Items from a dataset
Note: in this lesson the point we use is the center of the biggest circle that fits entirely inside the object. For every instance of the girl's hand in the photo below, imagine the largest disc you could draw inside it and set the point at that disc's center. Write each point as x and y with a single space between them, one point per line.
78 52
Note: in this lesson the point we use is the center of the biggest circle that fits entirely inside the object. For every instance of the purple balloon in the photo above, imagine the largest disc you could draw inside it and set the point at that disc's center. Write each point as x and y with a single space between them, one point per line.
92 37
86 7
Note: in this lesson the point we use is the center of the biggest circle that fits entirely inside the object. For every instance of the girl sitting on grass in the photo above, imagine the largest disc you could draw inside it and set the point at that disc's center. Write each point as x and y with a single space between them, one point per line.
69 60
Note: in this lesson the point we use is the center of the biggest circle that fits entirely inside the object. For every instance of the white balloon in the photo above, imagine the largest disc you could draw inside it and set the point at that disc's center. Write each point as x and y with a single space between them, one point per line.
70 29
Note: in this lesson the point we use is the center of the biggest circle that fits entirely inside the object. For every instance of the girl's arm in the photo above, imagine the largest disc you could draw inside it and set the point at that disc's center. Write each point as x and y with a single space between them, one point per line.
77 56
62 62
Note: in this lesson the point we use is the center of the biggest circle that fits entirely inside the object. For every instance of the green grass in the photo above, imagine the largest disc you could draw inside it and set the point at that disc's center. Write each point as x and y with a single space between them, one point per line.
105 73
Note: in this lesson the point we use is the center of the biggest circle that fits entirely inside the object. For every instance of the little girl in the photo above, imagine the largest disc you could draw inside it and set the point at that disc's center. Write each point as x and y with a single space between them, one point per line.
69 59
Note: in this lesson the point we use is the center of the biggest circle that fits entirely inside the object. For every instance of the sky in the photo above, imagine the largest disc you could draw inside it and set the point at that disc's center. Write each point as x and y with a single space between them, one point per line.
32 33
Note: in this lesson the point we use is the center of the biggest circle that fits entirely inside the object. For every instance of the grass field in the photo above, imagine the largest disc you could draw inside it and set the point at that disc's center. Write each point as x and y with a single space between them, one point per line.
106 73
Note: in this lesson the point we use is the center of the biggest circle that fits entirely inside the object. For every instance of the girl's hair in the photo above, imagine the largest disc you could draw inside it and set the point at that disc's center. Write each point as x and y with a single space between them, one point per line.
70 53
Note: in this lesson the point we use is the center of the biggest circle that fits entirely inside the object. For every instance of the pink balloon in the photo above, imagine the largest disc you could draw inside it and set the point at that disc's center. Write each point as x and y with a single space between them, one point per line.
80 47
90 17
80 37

**YOUR INSTRUCTIONS**
Each record is to be repeated exactly.

**TASK RESULT**
Note: in this lesson the point we use is the center of the biggest circle that fits entirely inside the object. For every instance of the girl's hand in the photo below, imagine the largest disc you could draw inside it and set the point at that disc's center. Write each point as x and y with a single space between them, one point per line.
78 52
Note: in this lesson the point we use is the center of the biggest circle that fits entirely inside the object. For every instance of the purple balloon in the photo above, imagine the largest disc you could draw inside it and set the point at that disc's center. Write each point as x and y with a single space between them, one point per line.
92 37
86 7
Note: in this lesson the point we use is the center of the biggest circle that fits entirely inside the object. For every instance of the girl sitting on grass in the photo above, imagine the largest disc you could draw inside it and set the point at that disc's center. Write each point as x and y with a single space between them, one point per line.
69 60
Note: in this lesson the point we use is the center of the biggest circle that fits entirely inside the object. For every instance of the white balloon in the photo above, imagine the largest disc you could draw inside it and set the point at that disc's center. Write each point as x and y with a single space between them, one point per line.
70 29
Note: in this lesson the point we use is the center of the biggest circle that fits entirely inside the object. For every instance of the girl's arm in the photo above, imagine the largest disc you could draw inside it and set the point at that disc's center. Write each point as x and y with a single space between them, one point per line.
77 56
62 62
Note: in this lesson the point we use is the center of the biggest circle that fits entirely inside the object. For every instance of the green grass in the photo above, imagine the largest disc you could draw inside it and set the point at that disc's center. Write each point as x and y with a single space between them, one point per line.
105 73
Note: in this lesson the point we use is the center of the biggest circle that fits entirely inside the object. For every instance of the little girl in the photo above, imagine the largest disc you could draw inside it and set the point at that disc's center. Write each point as x and y with a single space between them, one point per line.
69 59
Note: in this lesson the point we use is the center of the biggest circle that fits entirely inside the object. For every instance of the sky in the photo above, imagine the largest disc you could draw inside it and set the point at that disc's center. Write each point as x and y with a single space between them, one point per line.
32 33
Note: in this lesson the point we use is the center of the biggest circle that fits entirely inside the object. For every instance of the grass field in the photo above, imagine the largest disc you could draw inside it and set the point at that disc's center. Write each point as x and y with a single space between them, one point per line.
106 73
Note: in this lesson the point we use is the center of the biggest circle that fits entirely inside the object. For every instance of the girl's hair in the photo above, imagine the largest disc you could draw inside it and set the point at that disc's center. Write each point as x and y with a single space between them, one point per line.
70 53
Note: in this lesson the point we use is the center of the biggest circle that fits entirely inside the object. For every instance of the pink balloon in the photo above, imagine the largest disc you could draw inside it and set the point at that disc's center. Write each point as x and y with a single space between them, one point per line.
80 47
90 17
80 37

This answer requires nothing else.